__Exercise goal__: A single number is the expected answer: the count of lines in the records below that contain "baseball".

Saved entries
___

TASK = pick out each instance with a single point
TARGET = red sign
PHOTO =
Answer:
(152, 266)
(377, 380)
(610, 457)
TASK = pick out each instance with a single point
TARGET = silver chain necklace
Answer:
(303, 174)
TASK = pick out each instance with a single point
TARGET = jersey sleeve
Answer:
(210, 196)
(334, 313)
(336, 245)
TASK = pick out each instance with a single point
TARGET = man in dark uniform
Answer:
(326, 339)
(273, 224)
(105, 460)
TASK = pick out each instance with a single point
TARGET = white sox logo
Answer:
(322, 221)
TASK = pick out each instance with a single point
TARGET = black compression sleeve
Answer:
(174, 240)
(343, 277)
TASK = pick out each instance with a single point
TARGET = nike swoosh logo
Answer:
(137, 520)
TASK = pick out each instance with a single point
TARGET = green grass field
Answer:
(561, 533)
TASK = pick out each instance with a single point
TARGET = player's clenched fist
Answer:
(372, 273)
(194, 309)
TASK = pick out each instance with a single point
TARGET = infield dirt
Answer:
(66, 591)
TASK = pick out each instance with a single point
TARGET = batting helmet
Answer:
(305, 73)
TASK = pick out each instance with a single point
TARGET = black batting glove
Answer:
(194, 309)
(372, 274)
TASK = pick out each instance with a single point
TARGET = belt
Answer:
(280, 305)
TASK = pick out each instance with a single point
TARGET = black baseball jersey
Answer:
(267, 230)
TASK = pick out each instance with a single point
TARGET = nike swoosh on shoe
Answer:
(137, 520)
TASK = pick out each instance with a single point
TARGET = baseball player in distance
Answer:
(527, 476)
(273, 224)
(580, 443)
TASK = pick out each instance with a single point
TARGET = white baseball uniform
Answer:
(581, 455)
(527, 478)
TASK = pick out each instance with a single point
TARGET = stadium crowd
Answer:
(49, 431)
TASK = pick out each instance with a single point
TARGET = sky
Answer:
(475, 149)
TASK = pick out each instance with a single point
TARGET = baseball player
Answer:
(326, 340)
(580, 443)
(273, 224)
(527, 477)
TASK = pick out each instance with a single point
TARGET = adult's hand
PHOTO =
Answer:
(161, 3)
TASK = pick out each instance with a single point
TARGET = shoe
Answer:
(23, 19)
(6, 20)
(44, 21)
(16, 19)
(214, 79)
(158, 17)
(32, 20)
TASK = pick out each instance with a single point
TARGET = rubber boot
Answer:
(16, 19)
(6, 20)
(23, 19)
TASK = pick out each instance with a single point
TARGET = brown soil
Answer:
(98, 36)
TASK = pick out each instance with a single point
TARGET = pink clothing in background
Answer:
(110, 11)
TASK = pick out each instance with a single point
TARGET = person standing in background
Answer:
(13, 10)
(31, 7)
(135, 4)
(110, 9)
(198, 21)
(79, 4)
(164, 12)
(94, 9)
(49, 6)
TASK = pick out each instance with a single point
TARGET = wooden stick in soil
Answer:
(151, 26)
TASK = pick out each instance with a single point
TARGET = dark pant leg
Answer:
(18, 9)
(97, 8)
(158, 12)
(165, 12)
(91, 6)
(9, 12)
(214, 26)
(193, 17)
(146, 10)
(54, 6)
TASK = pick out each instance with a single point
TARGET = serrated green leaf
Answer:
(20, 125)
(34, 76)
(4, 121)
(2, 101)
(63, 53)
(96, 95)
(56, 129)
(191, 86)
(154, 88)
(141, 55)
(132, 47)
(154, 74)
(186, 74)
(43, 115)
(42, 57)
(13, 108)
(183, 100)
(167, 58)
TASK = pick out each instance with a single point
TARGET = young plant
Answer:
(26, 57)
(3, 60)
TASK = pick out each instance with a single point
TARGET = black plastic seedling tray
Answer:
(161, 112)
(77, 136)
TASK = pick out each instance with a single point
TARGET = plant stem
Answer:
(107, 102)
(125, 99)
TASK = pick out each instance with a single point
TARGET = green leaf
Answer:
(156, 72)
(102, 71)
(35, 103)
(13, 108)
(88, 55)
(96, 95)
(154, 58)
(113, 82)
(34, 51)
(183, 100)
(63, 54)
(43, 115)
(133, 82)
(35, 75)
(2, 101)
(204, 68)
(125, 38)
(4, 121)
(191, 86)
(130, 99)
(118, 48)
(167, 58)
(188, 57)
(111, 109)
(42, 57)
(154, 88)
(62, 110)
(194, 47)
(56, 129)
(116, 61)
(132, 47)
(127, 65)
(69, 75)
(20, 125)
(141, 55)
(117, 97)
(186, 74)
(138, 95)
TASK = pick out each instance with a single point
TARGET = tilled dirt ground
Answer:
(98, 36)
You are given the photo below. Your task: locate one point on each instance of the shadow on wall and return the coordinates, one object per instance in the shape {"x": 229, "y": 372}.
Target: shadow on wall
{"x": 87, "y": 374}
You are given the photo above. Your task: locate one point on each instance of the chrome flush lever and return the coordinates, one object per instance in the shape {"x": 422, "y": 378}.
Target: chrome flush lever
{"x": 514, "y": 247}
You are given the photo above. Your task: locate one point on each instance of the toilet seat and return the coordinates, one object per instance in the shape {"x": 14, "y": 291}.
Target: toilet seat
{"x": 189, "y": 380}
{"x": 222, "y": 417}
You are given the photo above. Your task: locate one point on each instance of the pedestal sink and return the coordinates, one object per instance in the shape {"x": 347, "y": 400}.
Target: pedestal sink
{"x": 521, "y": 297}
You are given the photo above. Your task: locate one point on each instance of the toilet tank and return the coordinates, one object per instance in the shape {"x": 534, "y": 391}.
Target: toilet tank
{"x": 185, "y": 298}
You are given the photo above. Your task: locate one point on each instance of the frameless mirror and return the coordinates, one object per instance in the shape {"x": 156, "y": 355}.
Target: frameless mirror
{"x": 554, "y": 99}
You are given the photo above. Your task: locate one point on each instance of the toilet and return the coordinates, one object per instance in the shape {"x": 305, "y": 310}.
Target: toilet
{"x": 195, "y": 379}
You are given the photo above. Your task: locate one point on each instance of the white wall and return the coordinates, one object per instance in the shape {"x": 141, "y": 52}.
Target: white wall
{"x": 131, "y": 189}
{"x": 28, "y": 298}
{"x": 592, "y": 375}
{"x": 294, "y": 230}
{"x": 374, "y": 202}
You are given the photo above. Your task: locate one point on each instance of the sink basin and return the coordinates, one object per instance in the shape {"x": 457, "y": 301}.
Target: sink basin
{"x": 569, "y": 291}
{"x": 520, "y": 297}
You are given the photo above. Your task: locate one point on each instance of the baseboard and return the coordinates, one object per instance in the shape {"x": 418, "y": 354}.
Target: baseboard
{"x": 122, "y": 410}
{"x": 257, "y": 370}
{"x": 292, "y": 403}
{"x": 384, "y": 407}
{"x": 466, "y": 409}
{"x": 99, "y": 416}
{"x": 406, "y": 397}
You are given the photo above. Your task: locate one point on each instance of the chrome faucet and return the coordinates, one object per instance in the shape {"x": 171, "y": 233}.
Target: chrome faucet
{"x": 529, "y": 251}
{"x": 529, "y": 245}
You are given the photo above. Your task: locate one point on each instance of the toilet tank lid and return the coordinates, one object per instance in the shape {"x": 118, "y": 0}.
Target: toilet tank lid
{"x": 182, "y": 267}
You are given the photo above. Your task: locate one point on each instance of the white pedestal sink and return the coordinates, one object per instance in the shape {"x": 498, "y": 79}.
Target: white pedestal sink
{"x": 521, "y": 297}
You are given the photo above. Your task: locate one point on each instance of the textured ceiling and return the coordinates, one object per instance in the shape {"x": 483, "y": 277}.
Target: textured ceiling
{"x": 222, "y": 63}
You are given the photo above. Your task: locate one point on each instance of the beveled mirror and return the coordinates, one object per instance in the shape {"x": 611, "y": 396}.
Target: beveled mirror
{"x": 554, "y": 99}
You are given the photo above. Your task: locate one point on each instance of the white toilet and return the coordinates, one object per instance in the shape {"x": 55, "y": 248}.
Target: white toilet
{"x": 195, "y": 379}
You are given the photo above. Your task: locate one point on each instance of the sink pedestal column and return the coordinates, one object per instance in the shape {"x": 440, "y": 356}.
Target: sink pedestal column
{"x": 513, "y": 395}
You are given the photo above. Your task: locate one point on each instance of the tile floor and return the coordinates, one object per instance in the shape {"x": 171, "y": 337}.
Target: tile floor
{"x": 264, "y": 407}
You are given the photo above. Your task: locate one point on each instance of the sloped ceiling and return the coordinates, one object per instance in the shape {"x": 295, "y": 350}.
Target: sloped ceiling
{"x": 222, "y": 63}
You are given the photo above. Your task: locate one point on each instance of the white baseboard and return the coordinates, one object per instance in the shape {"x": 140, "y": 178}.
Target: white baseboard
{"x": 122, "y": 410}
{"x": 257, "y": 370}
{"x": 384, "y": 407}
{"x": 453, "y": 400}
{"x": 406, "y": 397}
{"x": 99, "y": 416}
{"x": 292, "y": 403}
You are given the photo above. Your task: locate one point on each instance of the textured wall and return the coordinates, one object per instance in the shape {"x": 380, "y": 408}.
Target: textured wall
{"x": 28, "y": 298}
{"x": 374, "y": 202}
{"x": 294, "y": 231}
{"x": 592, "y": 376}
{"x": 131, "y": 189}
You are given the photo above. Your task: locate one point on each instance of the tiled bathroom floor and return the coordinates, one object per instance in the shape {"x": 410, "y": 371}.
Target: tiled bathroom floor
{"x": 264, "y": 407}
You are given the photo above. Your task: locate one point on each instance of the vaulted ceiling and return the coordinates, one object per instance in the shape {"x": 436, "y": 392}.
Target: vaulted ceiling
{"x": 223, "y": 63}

___

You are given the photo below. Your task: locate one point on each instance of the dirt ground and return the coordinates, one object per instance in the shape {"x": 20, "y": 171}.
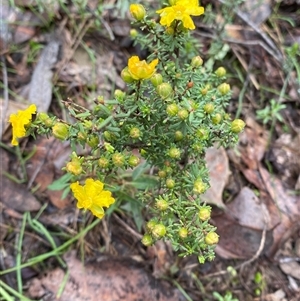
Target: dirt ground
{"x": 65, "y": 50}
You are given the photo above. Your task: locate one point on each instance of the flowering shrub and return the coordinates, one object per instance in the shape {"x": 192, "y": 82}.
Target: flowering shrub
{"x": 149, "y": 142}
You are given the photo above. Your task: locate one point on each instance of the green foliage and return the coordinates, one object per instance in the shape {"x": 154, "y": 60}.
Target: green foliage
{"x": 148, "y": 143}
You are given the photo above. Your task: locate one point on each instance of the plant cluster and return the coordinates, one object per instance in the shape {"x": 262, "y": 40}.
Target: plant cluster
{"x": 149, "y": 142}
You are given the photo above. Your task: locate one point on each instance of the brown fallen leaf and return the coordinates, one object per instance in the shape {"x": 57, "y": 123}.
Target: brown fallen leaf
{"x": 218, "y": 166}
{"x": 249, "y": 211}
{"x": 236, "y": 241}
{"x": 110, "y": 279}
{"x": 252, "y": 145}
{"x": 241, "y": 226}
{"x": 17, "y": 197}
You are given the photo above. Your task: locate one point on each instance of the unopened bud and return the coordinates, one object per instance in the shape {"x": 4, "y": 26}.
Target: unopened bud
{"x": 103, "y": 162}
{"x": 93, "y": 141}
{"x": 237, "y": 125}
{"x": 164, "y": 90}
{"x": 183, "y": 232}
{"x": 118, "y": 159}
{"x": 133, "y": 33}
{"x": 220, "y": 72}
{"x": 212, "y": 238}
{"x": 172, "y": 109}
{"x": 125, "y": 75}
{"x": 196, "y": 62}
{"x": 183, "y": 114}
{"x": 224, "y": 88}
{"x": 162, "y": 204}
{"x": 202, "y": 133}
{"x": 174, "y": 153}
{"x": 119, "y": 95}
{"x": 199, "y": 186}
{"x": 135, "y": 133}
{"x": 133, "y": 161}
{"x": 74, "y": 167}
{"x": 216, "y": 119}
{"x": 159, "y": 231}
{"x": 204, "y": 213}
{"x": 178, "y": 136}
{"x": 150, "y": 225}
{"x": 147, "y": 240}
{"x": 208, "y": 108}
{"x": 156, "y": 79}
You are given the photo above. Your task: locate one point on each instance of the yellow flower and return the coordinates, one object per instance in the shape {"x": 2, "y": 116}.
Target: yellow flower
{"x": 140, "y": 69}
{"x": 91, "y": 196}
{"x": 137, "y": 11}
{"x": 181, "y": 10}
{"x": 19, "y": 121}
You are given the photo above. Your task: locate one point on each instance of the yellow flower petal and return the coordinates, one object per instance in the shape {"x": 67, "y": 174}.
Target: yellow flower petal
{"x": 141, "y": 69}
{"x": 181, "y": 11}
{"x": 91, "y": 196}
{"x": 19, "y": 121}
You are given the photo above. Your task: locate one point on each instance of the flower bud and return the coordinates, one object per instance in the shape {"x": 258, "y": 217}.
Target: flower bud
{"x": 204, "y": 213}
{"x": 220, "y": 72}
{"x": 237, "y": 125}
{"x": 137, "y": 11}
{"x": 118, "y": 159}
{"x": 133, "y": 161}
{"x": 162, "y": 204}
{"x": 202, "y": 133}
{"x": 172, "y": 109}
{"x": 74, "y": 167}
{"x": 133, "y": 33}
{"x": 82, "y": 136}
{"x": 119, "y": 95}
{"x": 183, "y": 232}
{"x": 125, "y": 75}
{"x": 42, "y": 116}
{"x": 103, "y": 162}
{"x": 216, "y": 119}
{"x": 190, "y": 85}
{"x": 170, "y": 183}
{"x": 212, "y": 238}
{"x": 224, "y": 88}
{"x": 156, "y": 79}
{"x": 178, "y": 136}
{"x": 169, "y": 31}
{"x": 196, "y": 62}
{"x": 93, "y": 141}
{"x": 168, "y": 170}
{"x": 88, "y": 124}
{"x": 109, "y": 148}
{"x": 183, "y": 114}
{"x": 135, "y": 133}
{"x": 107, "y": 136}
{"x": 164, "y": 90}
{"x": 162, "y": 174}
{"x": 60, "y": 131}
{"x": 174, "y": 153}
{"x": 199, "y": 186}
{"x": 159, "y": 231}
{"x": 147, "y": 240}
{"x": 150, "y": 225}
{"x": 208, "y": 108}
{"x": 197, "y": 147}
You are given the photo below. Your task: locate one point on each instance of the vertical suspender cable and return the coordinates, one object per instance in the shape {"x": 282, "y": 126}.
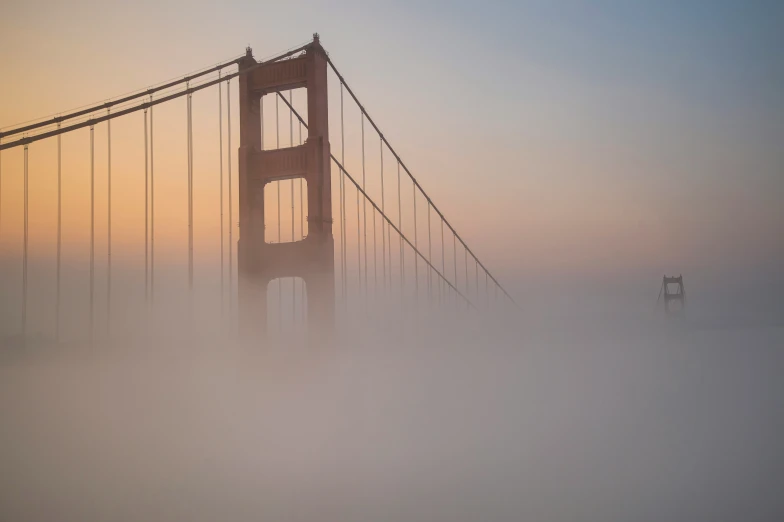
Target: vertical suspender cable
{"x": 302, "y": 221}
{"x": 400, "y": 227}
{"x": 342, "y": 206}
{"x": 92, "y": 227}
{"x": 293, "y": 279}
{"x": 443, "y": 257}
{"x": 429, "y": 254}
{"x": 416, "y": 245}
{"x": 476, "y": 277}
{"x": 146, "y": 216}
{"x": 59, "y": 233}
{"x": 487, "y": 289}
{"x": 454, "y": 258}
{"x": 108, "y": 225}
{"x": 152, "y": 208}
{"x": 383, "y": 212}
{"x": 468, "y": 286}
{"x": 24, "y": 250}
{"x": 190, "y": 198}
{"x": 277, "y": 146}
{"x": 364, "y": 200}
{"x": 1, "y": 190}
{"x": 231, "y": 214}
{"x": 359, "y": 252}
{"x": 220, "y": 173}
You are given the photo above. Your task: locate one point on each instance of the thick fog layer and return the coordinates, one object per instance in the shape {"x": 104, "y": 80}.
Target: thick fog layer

___

__Problem solution__: 4